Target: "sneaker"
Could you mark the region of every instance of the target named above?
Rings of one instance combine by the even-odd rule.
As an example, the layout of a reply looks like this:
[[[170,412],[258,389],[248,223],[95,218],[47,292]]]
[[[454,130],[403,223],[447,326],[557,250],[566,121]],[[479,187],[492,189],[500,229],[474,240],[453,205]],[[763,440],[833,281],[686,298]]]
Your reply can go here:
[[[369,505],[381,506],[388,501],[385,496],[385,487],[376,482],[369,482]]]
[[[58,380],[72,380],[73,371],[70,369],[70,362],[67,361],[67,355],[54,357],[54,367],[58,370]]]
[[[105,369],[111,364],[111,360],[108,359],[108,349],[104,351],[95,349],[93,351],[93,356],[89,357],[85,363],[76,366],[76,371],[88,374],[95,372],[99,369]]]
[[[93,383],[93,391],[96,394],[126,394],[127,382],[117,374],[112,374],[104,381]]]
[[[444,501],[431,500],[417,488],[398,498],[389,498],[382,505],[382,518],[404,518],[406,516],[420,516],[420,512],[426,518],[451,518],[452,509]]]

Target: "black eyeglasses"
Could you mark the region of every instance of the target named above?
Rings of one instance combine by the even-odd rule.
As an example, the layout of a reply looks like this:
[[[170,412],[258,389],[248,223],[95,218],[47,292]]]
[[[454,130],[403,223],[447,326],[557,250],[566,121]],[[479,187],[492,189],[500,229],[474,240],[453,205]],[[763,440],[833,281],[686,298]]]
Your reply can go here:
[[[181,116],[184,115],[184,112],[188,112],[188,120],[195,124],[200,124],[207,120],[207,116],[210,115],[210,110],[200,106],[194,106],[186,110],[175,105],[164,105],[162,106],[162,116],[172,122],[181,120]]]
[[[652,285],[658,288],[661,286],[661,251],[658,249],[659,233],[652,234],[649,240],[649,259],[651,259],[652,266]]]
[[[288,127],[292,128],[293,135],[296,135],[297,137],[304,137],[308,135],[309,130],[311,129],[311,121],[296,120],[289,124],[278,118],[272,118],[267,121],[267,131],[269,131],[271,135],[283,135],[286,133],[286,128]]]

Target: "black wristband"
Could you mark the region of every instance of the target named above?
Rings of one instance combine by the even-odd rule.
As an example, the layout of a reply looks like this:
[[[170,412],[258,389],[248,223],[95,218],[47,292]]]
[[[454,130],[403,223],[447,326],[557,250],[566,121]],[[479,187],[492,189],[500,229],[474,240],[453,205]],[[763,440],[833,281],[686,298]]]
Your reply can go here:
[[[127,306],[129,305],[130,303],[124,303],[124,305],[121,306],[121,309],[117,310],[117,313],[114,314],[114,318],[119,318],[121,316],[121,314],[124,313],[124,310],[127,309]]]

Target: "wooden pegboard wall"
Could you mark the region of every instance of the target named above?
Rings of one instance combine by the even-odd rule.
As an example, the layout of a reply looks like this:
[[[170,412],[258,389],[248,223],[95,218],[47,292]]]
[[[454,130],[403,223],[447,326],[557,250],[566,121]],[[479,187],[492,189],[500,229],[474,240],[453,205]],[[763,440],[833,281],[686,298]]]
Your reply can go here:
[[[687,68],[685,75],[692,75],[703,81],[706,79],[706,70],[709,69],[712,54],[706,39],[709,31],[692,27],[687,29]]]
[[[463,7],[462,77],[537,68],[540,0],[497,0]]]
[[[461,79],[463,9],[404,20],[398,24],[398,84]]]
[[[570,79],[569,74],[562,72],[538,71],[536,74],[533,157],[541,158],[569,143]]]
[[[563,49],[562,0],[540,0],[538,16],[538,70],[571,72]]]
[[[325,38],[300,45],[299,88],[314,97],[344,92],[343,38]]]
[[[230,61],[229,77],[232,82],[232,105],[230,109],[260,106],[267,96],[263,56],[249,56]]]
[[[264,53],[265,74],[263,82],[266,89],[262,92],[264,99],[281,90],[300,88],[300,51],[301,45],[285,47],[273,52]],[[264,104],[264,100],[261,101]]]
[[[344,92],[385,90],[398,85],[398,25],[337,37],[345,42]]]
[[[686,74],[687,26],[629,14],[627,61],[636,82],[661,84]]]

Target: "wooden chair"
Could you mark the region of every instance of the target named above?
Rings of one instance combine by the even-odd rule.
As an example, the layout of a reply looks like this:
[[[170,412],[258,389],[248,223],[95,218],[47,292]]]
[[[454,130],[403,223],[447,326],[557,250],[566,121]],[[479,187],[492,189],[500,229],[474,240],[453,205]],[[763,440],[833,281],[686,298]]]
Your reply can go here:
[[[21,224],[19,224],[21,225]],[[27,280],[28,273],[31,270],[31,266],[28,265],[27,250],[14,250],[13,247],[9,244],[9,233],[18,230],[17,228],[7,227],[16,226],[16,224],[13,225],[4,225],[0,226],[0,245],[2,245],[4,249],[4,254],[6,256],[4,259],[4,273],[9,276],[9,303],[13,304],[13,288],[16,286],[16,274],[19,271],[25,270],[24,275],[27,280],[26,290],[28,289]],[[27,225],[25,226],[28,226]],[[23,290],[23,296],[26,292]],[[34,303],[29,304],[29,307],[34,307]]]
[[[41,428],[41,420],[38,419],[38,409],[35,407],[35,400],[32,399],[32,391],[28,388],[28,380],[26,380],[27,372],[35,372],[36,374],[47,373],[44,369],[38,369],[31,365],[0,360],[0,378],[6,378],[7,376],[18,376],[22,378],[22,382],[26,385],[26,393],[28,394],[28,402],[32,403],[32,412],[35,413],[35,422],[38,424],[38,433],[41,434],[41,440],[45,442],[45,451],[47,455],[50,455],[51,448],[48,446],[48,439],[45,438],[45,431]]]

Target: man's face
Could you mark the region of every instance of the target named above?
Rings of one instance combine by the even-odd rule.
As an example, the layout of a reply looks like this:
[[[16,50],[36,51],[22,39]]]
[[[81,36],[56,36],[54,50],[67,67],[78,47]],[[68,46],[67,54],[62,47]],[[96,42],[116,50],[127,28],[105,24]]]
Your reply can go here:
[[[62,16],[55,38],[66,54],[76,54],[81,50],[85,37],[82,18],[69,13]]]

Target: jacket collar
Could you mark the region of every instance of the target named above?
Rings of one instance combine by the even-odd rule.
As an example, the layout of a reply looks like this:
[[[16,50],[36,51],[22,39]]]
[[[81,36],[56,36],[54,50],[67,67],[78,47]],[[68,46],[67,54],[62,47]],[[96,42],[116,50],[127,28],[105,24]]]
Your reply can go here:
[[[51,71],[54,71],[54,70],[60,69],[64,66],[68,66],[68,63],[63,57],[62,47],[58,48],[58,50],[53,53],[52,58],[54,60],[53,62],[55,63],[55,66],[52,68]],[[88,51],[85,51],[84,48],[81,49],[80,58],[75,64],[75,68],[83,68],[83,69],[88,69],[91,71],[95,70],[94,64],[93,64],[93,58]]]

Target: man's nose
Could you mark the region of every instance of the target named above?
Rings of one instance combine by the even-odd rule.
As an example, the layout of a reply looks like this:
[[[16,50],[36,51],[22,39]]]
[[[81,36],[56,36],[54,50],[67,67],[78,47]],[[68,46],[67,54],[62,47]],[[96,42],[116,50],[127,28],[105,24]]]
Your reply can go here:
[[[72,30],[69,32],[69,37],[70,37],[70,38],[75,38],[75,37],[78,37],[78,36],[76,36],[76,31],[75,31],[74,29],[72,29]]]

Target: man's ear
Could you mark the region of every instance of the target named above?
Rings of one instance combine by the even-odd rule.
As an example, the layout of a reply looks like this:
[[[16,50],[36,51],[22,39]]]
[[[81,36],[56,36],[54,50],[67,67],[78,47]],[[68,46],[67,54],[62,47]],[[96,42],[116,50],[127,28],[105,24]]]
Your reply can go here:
= = =
- _Do this_
Transcribe all of the records above line for line, with nothing changed.

- _Solution_
Target: "sneaker"
Could you mark the region of every instance of the target named above?
Rings of one instance combine by the even-odd rule.
As an example, the layout of a reply looks like this:
[[[170,412],[258,389],[248,223],[95,218],[47,292]]]
[[[454,130],[403,223],[447,326],[557,250],[566,121]],[[479,187],[492,189],[500,229],[474,240],[453,205]],[[763,440],[833,281],[686,298]]]
Your reply can go here:
[[[369,505],[381,506],[388,501],[385,496],[385,487],[376,482],[369,482]]]
[[[58,380],[72,380],[73,371],[70,369],[70,362],[67,361],[67,355],[54,357],[54,367],[58,370]]]
[[[105,369],[111,364],[111,360],[108,359],[108,349],[104,351],[95,349],[93,351],[93,356],[89,357],[85,363],[76,366],[76,371],[88,374],[95,372],[99,369]]]
[[[93,383],[93,391],[96,394],[126,394],[127,382],[117,374],[112,374],[104,381]]]
[[[444,501],[431,500],[417,488],[398,498],[389,498],[382,505],[382,518],[404,518],[406,516],[420,516],[420,512],[426,518],[451,518],[452,509]]]

Target: "black eyeglasses"
Could you mark the region of every instance of the target named above?
Rings of one instance combine by the even-odd rule.
As an example, the layout of a reply looks like this:
[[[170,412],[258,389],[248,223],[95,218],[47,292]]]
[[[454,130],[403,223],[447,326],[557,250],[566,121]],[[479,187],[492,189],[500,229],[474,240],[453,205]],[[763,440],[833,281],[686,298]]]
Your reply can go here:
[[[181,116],[184,115],[184,112],[188,112],[188,120],[195,124],[200,124],[207,120],[207,116],[210,115],[210,110],[200,106],[194,106],[186,110],[175,105],[164,105],[162,106],[162,116],[172,122],[181,120]]]
[[[652,285],[658,288],[661,286],[661,251],[658,249],[659,233],[652,234],[649,240],[649,259],[651,259],[652,266]]]
[[[288,127],[292,128],[293,135],[296,135],[297,137],[304,137],[308,135],[309,130],[311,129],[311,121],[296,120],[289,124],[278,118],[272,118],[267,121],[267,131],[269,131],[271,135],[283,135],[286,133],[286,128]]]

Target: "black wristband"
Could you mark the region of every instance of the target named above?
Rings of one instance combine by the even-odd rule.
As an example, the layout of a reply looks like this:
[[[170,412],[258,389],[248,223],[95,218],[47,292]]]
[[[454,130],[403,223],[447,326],[557,250],[566,121]],[[479,187],[492,189],[500,229],[474,240],[453,205]],[[763,440],[833,281],[686,298]]]
Your reply can go here:
[[[127,306],[129,305],[130,303],[124,303],[124,305],[121,306],[121,309],[117,310],[117,313],[114,314],[114,318],[119,318],[121,316],[121,314],[124,313],[124,310],[127,309]]]

Target: "wooden pegboard wall"
Could you mark the region of every instance of the target named above?
Rings of one instance combine by the even-odd rule.
As an example, the layout of a reply looks like this:
[[[170,412],[258,389],[248,223],[95,218],[47,292]]]
[[[454,130],[403,223],[447,326],[557,250],[566,121]],[[479,187],[492,189],[500,229],[474,240],[453,205]],[[763,440],[833,281],[686,298]]]
Your reply can go here:
[[[687,68],[685,75],[692,75],[703,81],[706,79],[706,70],[709,69],[712,54],[706,39],[709,31],[692,27],[687,29]]]
[[[463,7],[462,77],[537,68],[540,0],[497,0]]]
[[[461,79],[463,9],[404,20],[398,24],[398,84]]]
[[[570,79],[569,74],[562,72],[538,71],[536,74],[533,157],[541,158],[569,143]]]
[[[563,49],[562,0],[540,0],[538,16],[538,70],[571,72]]]
[[[325,38],[300,45],[299,88],[314,97],[344,92],[343,38]]]
[[[230,61],[229,77],[232,82],[232,105],[230,109],[260,106],[267,96],[263,56],[249,56]]]
[[[264,53],[265,74],[263,82],[266,89],[262,92],[264,99],[281,90],[300,88],[300,51],[301,45],[285,47],[273,52]],[[264,104],[264,100],[261,101]]]
[[[344,92],[385,90],[398,85],[398,25],[337,37],[345,42]]]
[[[686,74],[687,26],[629,14],[627,61],[636,82],[661,84]]]

Target: "wooden chair"
Could you mark the region of every instance of the target named above?
Rings of one instance combine by the even-odd rule.
As an example, the layout of a reply looks like this:
[[[170,412],[258,389],[248,223],[95,218],[47,292]]]
[[[454,130],[403,223],[447,326],[557,250],[566,121]],[[479,187],[492,189],[500,229],[474,240],[453,205]],[[763,440],[833,281],[686,298]]]
Your reply can go here:
[[[21,224],[19,224],[21,225]],[[27,280],[28,273],[31,270],[31,266],[28,265],[27,250],[14,250],[13,247],[9,244],[9,233],[18,230],[17,228],[7,227],[16,226],[16,224],[13,225],[4,225],[0,226],[0,245],[2,245],[4,249],[4,254],[6,256],[4,259],[4,273],[9,276],[9,303],[13,304],[13,288],[16,286],[16,274],[19,271],[25,270],[24,275],[27,280],[26,290],[28,289]],[[27,225],[25,226],[28,226]],[[23,290],[23,296],[26,292]],[[34,303],[29,304],[29,307],[34,307]]]
[[[41,428],[41,420],[38,419],[38,409],[35,407],[35,400],[32,399],[32,391],[28,388],[28,380],[26,380],[27,372],[35,372],[36,374],[47,373],[44,369],[38,369],[31,365],[0,360],[0,378],[6,378],[7,376],[18,376],[22,378],[22,382],[26,385],[26,393],[28,394],[28,402],[32,403],[32,412],[35,413],[35,422],[38,424],[38,433],[41,434],[41,440],[45,442],[45,451],[47,455],[50,455],[51,448],[48,446],[48,439],[45,438],[45,431]]]

Target: man's face
Could you mark the region of every instance of the target named above?
Rings of one instance combine by the even-odd rule.
As an example, the layout of a reply looks like this:
[[[16,50],[36,51],[22,39]]]
[[[81,36],[56,36],[54,50],[67,67],[78,47]],[[68,46],[67,54],[62,47]],[[96,42],[116,50],[127,28],[105,24]]]
Your reply can go here:
[[[62,16],[55,38],[66,54],[76,54],[81,50],[85,37],[82,18],[69,13]]]

Target: jacket collar
Could you mark the region of every instance of the target named above?
Rings of one instance combine by the even-odd rule.
As an example, the layout of a reply looks like this:
[[[16,50],[36,51],[22,39]]]
[[[81,36],[56,36],[54,50],[67,67],[78,47]],[[68,46],[67,54],[62,47]],[[96,42],[116,50],[127,28],[105,24]]]
Your reply can go here:
[[[51,71],[54,71],[54,70],[60,69],[64,66],[68,66],[68,63],[63,57],[62,47],[58,48],[58,50],[53,53],[52,58],[54,60],[53,62],[55,63],[55,66],[52,68]],[[88,51],[85,51],[84,48],[81,49],[80,58],[75,64],[75,68],[83,68],[83,69],[88,69],[91,71],[95,70],[94,64],[93,64],[93,58]]]

Target: man's nose
Could you mark the region of every instance of the target named above?
Rings of one instance combine by the even-odd rule.
As an example, the layout of a reply looks like this:
[[[16,50],[36,51],[22,39]]]
[[[81,36],[56,36],[54,50],[67,67],[78,47]],[[68,46],[67,54],[62,47]],[[96,42],[116,50],[127,28],[105,24]]]
Your reply can go here:
[[[72,30],[69,32],[69,37],[70,37],[70,38],[75,38],[75,37],[78,37],[78,36],[76,36],[76,31],[75,31],[74,29],[72,29]]]

Target: man's ear
Could you mark the region of every instance of the target named above?
Rings of one instance combine by the even-odd rule.
As an example, the layout of a reply looks like this:
[[[16,50],[36,51],[22,39]]]
[[[81,36],[56,36],[54,50],[67,67],[78,47]],[[68,46],[67,54],[62,47]],[[96,42],[116,50],[127,28],[105,24]]]
Your reply can go here:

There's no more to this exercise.